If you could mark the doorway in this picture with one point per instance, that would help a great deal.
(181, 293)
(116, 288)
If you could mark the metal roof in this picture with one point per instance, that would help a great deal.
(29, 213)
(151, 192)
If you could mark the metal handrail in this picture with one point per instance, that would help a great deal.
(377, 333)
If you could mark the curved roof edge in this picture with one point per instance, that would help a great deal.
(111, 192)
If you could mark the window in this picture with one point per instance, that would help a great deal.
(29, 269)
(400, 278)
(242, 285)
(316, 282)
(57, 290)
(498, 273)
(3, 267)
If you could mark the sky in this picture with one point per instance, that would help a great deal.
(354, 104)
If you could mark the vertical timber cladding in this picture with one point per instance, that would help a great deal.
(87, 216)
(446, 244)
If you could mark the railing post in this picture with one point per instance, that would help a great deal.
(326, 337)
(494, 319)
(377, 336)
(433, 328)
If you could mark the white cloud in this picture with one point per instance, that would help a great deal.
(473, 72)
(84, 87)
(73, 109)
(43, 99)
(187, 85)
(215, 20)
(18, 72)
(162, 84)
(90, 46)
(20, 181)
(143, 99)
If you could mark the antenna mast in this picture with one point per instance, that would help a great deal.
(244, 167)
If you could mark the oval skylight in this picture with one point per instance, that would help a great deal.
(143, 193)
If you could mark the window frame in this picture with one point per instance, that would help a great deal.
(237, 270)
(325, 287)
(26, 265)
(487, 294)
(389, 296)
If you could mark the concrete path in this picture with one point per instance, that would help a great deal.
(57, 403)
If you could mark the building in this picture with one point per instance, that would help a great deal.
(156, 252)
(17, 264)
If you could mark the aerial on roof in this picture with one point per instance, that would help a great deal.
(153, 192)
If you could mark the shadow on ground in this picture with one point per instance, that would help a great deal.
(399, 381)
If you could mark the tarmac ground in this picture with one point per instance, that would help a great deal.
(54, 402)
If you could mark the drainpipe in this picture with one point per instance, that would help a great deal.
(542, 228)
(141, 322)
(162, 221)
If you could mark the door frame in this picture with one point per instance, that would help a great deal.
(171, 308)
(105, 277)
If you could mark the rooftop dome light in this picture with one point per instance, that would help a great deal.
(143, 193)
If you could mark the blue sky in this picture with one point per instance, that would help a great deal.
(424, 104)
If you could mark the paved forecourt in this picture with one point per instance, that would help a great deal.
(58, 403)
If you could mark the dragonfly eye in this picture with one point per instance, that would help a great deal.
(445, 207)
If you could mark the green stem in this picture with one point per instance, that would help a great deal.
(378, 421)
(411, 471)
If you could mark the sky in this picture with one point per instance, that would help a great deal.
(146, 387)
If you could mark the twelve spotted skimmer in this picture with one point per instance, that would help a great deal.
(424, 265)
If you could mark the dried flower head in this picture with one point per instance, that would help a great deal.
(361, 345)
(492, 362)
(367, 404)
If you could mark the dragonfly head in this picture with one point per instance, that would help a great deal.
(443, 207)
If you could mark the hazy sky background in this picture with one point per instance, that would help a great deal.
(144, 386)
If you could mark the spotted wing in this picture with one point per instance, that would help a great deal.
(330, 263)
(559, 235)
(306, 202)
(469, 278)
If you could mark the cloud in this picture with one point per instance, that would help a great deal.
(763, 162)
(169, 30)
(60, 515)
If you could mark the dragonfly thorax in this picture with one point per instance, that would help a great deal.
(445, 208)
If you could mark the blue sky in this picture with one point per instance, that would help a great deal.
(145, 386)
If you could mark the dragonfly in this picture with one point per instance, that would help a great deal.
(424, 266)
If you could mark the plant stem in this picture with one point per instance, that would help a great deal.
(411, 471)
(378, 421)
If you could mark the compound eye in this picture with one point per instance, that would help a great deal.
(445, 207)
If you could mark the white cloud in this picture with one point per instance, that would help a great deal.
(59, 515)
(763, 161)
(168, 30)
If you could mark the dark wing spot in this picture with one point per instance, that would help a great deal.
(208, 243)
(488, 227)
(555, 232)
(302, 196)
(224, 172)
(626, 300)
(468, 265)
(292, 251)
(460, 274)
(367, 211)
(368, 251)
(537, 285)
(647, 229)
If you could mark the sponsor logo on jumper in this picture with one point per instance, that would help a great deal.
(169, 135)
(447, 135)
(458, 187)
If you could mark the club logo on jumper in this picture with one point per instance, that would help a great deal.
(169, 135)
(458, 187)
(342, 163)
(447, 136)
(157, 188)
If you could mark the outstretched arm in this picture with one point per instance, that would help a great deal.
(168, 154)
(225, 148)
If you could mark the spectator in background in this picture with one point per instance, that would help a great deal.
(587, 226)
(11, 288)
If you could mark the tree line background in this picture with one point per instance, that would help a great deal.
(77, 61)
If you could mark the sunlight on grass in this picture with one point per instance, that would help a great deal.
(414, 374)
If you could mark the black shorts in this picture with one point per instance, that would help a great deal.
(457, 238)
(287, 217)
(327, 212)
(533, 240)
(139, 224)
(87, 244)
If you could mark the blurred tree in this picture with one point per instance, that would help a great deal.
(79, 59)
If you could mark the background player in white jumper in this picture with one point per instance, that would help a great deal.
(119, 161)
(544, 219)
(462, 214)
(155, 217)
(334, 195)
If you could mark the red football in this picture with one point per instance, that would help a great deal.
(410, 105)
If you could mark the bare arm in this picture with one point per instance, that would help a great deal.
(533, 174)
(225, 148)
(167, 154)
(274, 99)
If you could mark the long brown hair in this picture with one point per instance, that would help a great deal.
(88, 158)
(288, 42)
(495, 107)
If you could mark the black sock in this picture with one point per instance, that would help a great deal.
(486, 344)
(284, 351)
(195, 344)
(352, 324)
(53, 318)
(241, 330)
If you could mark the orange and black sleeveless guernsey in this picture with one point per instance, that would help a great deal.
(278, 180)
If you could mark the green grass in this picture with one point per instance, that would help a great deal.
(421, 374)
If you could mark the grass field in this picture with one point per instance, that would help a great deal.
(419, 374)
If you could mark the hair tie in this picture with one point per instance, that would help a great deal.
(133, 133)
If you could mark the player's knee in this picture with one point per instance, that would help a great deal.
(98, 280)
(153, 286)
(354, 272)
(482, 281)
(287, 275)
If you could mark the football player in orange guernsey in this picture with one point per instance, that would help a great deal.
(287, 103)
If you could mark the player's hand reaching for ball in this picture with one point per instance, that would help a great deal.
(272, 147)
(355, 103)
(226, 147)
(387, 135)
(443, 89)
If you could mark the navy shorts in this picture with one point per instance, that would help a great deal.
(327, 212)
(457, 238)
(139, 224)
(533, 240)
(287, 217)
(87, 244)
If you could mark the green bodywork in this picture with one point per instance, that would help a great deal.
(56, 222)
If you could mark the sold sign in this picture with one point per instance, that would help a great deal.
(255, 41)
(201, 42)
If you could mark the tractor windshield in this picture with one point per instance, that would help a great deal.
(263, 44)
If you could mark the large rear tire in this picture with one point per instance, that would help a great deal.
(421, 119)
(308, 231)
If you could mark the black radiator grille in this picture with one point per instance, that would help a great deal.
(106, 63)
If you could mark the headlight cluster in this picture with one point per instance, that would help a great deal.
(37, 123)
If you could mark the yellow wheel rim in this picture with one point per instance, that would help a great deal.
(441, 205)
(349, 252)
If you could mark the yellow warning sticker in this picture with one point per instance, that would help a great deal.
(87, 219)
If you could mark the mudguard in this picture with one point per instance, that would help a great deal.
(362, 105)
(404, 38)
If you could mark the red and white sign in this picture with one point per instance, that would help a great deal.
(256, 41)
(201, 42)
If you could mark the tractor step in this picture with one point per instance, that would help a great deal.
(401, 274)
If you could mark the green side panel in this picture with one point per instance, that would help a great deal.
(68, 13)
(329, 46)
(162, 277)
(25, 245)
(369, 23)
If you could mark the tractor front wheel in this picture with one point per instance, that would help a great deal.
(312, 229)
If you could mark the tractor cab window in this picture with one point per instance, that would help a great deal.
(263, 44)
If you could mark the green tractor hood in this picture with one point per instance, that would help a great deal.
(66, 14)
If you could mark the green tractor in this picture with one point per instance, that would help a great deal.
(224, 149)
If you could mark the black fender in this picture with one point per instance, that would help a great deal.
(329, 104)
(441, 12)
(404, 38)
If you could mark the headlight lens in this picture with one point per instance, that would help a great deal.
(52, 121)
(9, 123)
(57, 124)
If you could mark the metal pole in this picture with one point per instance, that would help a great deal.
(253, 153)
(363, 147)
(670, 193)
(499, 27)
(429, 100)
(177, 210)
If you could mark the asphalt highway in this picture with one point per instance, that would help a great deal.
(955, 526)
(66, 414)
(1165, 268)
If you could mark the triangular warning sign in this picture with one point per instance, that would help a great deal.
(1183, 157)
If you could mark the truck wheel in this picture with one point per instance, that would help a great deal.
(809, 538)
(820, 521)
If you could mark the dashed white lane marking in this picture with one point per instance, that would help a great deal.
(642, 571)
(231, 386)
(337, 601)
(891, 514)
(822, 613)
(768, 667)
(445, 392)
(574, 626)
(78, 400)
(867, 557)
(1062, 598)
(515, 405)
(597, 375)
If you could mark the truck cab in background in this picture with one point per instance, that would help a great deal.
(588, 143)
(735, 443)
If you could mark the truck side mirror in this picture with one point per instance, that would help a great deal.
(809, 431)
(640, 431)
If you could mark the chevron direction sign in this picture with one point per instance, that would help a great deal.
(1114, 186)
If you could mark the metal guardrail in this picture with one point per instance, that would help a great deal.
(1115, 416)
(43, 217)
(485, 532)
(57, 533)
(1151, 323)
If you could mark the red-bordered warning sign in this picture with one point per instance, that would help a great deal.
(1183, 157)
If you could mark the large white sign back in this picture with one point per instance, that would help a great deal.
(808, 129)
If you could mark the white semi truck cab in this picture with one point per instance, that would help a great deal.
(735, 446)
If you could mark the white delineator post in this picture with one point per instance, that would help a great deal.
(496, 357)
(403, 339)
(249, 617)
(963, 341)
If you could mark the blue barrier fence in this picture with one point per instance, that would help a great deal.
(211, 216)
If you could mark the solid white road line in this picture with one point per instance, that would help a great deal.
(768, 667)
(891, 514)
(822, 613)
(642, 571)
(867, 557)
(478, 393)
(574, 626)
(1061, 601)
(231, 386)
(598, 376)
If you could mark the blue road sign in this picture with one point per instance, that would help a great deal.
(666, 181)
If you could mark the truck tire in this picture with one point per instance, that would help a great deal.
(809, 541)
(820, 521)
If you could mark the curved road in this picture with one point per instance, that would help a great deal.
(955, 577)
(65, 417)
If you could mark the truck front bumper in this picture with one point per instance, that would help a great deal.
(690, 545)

· · · · ·

Rewrite the rows above as a JSON list of strings, one string per line and no blank lines. Begin at the line that contains "If you could mark the large white" and continue through the last row.

[
  "If you could mark the large white sign back in this picture with one point per instance, that would help a great deal.",
  "(808, 129)",
  "If you could mark the white semi truck cab in this picture with one point per instance, that would help a great deal.",
  "(735, 446)",
  "If you could mark the white delineator post in this picture with one point per instance, that would help a great deal.",
  "(496, 357)",
  "(403, 339)",
  "(249, 617)",
  "(963, 341)",
  "If you could mark the blue barrier fence in this picture with one point per instance, that would help a great deal.",
  "(211, 216)",
  "If you could mark the solid white road line in this picture with one point per instance, that would help a great deal.",
  "(768, 667)",
  "(891, 514)",
  "(822, 613)",
  "(642, 571)",
  "(867, 557)",
  "(478, 393)",
  "(574, 626)",
  "(1061, 601)",
  "(231, 386)",
  "(598, 376)",
  "If you could mark the blue road sign in this picture with one point per instance, that would help a great deal.",
  "(666, 181)",
  "If you could mark the truck tire in this picture with one point per instance, that would help a great deal.",
  "(809, 541)",
  "(820, 521)",
  "If you could mark the curved road in this picture with one point per instance, that would help a great deal.",
  "(955, 577)",
  "(65, 417)",
  "If you could mark the truck front bumper in this picture with one point per instance, that would help a great deal.",
  "(690, 545)"
]